Copy the lines from the one containing "Target: airport floor" through the end of the material, changing "duffel bag" to "travel bag" and leaving everything else the same.
[BEGIN]
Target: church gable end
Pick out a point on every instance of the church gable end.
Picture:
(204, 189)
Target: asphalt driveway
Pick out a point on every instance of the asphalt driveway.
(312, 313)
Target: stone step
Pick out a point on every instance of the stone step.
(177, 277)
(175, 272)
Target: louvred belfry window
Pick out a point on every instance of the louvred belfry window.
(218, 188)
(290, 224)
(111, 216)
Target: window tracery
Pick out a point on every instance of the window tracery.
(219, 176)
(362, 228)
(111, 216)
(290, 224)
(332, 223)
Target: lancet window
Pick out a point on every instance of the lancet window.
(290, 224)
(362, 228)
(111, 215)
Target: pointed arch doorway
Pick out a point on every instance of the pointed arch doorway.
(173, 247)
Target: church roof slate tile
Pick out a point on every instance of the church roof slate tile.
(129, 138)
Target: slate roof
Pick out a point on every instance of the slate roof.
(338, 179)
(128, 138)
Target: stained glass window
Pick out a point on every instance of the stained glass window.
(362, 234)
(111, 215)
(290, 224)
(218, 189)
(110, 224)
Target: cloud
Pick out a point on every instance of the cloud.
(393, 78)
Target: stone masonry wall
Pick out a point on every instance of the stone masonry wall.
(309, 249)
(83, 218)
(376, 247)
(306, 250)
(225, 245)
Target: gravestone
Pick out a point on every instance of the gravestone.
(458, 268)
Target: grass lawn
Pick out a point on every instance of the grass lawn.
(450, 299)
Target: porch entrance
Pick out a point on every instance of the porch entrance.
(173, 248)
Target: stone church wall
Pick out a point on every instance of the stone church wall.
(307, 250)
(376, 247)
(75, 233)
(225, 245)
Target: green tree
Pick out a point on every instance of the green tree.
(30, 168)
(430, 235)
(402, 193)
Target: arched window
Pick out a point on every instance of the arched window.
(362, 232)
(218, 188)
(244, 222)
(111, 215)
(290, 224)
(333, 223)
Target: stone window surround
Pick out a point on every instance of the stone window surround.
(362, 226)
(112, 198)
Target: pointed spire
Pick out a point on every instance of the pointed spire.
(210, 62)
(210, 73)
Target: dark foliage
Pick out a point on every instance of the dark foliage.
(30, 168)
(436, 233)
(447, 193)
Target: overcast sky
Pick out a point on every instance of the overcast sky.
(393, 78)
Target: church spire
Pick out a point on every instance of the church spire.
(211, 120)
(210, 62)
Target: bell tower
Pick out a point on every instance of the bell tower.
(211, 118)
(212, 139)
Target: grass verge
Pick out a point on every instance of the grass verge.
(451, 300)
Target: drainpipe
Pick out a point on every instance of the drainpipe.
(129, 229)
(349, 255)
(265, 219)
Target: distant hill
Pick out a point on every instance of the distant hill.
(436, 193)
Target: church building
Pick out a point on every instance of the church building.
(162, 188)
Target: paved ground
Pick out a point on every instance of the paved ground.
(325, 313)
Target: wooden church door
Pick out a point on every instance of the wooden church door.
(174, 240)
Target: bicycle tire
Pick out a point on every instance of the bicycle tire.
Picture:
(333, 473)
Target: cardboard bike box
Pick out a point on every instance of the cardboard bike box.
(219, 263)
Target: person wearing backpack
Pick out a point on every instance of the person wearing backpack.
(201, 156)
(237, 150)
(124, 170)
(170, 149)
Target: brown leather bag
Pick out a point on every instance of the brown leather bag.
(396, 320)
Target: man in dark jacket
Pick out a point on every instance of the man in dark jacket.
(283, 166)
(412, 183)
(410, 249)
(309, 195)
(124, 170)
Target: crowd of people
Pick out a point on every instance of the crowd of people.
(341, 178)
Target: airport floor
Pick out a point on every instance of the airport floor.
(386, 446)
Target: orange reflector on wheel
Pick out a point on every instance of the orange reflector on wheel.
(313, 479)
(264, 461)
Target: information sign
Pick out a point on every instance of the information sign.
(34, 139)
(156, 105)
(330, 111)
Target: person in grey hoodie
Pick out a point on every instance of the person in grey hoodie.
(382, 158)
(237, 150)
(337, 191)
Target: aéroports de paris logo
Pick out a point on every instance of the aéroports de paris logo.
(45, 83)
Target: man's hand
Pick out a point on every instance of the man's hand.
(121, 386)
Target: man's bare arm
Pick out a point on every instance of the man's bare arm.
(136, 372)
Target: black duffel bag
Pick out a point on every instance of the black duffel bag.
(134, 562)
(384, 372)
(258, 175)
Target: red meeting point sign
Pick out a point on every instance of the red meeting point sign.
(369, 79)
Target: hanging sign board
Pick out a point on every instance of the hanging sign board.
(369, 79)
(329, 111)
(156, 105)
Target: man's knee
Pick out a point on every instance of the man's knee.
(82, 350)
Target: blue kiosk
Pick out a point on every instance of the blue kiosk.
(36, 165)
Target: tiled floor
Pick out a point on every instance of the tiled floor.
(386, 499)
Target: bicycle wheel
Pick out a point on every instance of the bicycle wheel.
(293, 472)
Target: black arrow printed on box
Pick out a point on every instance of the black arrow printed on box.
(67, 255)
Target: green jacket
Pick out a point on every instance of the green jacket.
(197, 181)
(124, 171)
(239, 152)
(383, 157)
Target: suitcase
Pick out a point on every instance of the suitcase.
[END]
### [Full output]
Target: airport floor
Pick out a point on every instance of the airport floor.
(386, 446)
Target: orange reflector on wheel
Pick out a point on every instance of the orange reflector on wheel.
(313, 479)
(264, 461)
Target: information sign
Pick out a point on every instance of the information sign.
(34, 139)
(156, 105)
(330, 111)
Target: person in grey hoodie
Pick out a point on every instance of the person in grey hoodie.
(382, 158)
(237, 150)
(337, 191)
Target: aéroports de paris logo
Pick out a point on every instance of the aéroports de paris logo.
(45, 83)
Target: man's hand
Pick out a point on every instance of the man's hand.
(121, 386)
Target: man's bare arm
Pick out a point on every instance of the man's bare arm.
(136, 372)
Target: black travel bag
Pick out a point on every instance of the black travel bag.
(134, 562)
(384, 372)
(258, 175)
Target: red meeting point sign
Pick out a point on every instance of the red meeting point sign.
(369, 79)
Target: hanging sign board
Pick out a point on every instance of the hanging sign board.
(369, 79)
(329, 111)
(156, 105)
Target: man's knee
Pick out a point on every instance of the man's knee.
(82, 350)
Target: blue kiosk
Pick out a point on every instance of the blue kiosk.
(36, 165)
Target: tiled floor
Pick out a point on every instance of the tiled floor.
(386, 499)
Target: bicycle wheel
Pick out a point on every instance of the bicycle wheel.
(293, 472)
Target: black arrow printed on box
Pick out a point on every instance of the black arrow printed on box.
(67, 255)
Target: green jacket
Pick out a point on every instance of the green jacket.
(197, 181)
(124, 171)
(239, 152)
(383, 157)
Target: suitcase
Pick out a point on every instance of the suitcase.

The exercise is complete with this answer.